# START OF Entries provided

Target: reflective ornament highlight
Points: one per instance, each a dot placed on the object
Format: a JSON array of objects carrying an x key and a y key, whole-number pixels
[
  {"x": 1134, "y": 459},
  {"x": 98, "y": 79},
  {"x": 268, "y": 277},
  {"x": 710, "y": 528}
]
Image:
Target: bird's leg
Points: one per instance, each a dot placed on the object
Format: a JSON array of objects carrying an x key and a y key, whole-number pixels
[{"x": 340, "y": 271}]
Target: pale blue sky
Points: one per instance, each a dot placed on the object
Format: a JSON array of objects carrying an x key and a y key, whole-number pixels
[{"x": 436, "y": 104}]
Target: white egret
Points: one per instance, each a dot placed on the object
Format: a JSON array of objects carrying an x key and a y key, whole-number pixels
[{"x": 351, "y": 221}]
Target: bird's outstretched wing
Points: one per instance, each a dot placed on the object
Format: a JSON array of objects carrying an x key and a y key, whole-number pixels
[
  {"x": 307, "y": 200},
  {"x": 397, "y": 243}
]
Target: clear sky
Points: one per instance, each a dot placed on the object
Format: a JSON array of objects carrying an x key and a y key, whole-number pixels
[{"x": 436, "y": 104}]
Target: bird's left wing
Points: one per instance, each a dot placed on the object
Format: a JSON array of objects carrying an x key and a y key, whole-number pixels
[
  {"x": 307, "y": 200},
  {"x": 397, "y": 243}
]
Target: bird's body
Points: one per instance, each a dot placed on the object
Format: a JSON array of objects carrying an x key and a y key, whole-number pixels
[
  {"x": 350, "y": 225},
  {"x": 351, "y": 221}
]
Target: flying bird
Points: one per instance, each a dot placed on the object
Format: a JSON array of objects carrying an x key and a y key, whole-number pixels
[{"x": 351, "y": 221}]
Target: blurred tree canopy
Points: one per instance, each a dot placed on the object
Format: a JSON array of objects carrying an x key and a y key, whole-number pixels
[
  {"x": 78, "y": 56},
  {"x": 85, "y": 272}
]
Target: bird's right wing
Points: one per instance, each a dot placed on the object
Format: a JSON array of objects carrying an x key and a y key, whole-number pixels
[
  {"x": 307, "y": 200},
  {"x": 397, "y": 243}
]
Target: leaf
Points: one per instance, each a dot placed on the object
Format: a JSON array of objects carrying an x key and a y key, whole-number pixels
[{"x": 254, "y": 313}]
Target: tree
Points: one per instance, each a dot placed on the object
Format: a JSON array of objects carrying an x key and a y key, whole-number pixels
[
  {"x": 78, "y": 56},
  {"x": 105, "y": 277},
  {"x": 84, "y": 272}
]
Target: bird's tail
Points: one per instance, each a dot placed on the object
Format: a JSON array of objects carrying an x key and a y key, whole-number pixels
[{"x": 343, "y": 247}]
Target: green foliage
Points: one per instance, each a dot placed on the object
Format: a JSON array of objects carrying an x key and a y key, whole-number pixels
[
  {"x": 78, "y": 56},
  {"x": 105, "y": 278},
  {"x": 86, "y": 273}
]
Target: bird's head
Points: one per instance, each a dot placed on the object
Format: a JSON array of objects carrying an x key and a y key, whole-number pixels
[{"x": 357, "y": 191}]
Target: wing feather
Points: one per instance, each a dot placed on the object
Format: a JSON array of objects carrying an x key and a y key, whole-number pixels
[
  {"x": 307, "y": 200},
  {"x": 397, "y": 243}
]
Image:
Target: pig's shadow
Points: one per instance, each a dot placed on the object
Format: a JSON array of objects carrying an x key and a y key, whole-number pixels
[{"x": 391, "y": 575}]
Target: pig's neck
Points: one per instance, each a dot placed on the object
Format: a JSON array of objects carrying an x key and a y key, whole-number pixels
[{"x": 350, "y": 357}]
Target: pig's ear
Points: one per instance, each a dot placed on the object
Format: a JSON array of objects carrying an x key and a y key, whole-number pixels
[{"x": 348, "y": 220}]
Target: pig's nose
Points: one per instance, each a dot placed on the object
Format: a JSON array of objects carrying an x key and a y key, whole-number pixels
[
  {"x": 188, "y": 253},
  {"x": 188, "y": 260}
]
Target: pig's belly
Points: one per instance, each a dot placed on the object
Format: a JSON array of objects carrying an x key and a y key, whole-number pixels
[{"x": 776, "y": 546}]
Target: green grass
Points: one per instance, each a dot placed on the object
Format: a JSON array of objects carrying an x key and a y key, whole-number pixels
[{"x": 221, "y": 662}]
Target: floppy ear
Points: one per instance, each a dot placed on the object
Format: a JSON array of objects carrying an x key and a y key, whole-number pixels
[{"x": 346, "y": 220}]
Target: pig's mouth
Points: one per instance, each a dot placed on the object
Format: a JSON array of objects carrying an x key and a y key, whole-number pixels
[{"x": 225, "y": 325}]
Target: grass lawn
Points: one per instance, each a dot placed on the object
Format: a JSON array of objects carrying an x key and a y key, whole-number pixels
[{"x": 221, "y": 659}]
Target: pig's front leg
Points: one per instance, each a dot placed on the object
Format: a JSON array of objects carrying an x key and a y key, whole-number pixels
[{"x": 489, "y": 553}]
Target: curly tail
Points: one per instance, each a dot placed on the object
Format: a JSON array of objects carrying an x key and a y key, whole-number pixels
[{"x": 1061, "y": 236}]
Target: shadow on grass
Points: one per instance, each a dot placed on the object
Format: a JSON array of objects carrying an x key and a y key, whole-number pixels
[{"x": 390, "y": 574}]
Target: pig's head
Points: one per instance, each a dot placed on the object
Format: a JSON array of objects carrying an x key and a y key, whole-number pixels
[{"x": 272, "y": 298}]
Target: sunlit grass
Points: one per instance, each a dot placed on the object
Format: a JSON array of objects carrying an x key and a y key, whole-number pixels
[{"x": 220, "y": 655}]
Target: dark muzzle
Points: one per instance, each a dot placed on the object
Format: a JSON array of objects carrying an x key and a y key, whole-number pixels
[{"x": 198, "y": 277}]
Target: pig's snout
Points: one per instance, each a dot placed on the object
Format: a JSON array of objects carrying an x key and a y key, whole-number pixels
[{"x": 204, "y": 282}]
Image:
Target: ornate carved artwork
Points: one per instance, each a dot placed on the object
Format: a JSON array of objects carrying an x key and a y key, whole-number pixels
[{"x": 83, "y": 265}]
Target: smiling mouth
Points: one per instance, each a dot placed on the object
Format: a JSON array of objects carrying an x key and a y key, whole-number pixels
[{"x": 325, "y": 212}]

# END OF Entries provided

# The task:
Convert the stretch of rows from the line containing "Target: pig's mouth" through the end of the rows into a two-column CSV with the headers request and answer. Give one CSV line per row, put each field in double quotation marks, and replace any line breaks inside a field with spaces.

# Exercise response:
request,answer
"Target: pig's mouth Points: one per instance, each a dot placed on the object Format: a JSON array of objects carrying an x key and a y key, whole-number pixels","[{""x"": 225, ""y"": 325}]"
"Target: grass lawn Points: one per instance, each a dot placed on the object Format: a JSON array of objects carrying an x key and a y key, whole-number pixels","[{""x"": 221, ""y"": 659}]"
"Target: pig's front leg Points: one per instance, each a dot placed on the object Format: a JSON array of objects carrying an x key and a y key, whole-number pixels","[{""x"": 489, ""y"": 553}]"
"Target: curly tail Points: one per instance, each a dot placed on the object Format: a JSON array of objects carrying an x key and a y key, whole-number pixels","[{""x"": 1061, ""y"": 236}]"
"Target: shadow on grass Points: one per instance, each a dot placed on the object Format: a JSON array of objects carrying an x key and a y key, whole-number pixels","[{""x"": 390, ""y"": 574}]"
"Target: pig's head Points: one per instance, each a dot placed on the object Format: a JSON array of objects carrying an x key and a y key, whole-number pixels","[{""x"": 272, ""y"": 298}]"
"Target: sunlit grass Points: one per instance, each a dot placed on the object Format: a JSON array of objects carrying an x key and a y key, whole-number pixels","[{""x"": 220, ""y"": 655}]"
"Target: dark muzzle Points: one per instance, each a dot placed on the object Format: a JSON array of objects carrying an x key and a y key, whole-number pixels","[{""x"": 198, ""y"": 277}]"
"Target: pig's snout Points: one per instance, each a dot placed on the object Format: a JSON array of objects carrying an x key and a y key, whole-number pixels","[{""x"": 204, ""y"": 282}]"
"Image: Target: ornate carved artwork Points: one per instance, each a dot placed on the object Format: a JSON array of objects carrying an x key and a y key, whole-number pixels","[{""x"": 83, ""y"": 265}]"
"Target: smiling mouth Points: one per instance, each a dot placed on the object Format: a JSON array of objects carrying an x key and a y key, whole-number pixels","[{""x"": 325, ""y"": 212}]"